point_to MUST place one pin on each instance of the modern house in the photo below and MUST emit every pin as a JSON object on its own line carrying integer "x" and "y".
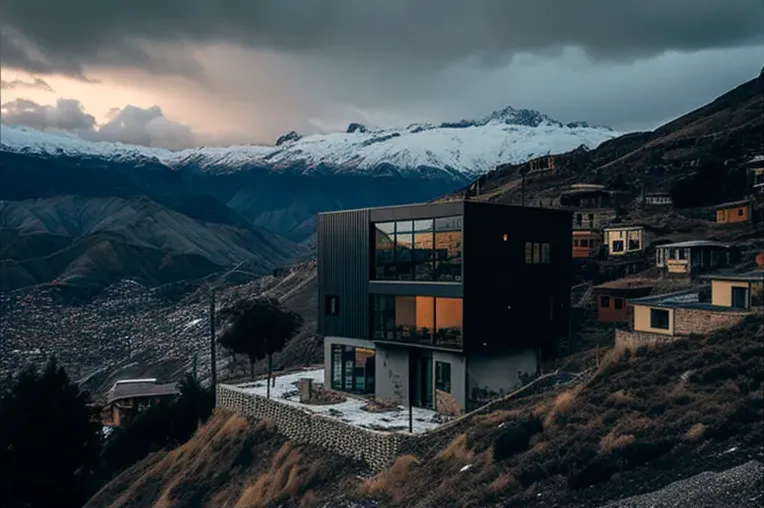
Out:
{"x": 734, "y": 212}
{"x": 451, "y": 301}
{"x": 676, "y": 315}
{"x": 128, "y": 397}
{"x": 586, "y": 243}
{"x": 658, "y": 199}
{"x": 689, "y": 258}
{"x": 623, "y": 240}
{"x": 756, "y": 170}
{"x": 612, "y": 298}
· · ·
*YOUR OBJECTIVE:*
Reproduce the listing above with "modern house" swapped for "red roof" and every other line left unchanged. Leave the pictures out of your copy.

*SOLUTION FOR THIS EXERCISE:*
point_to MUST place one pin on each instance of the red roof in the photo below and MUST emit every pin as a JSON object on its own line carrying integer "x" and "y".
Out:
{"x": 734, "y": 212}
{"x": 451, "y": 301}
{"x": 676, "y": 315}
{"x": 128, "y": 397}
{"x": 586, "y": 243}
{"x": 658, "y": 199}
{"x": 689, "y": 258}
{"x": 623, "y": 240}
{"x": 756, "y": 170}
{"x": 612, "y": 298}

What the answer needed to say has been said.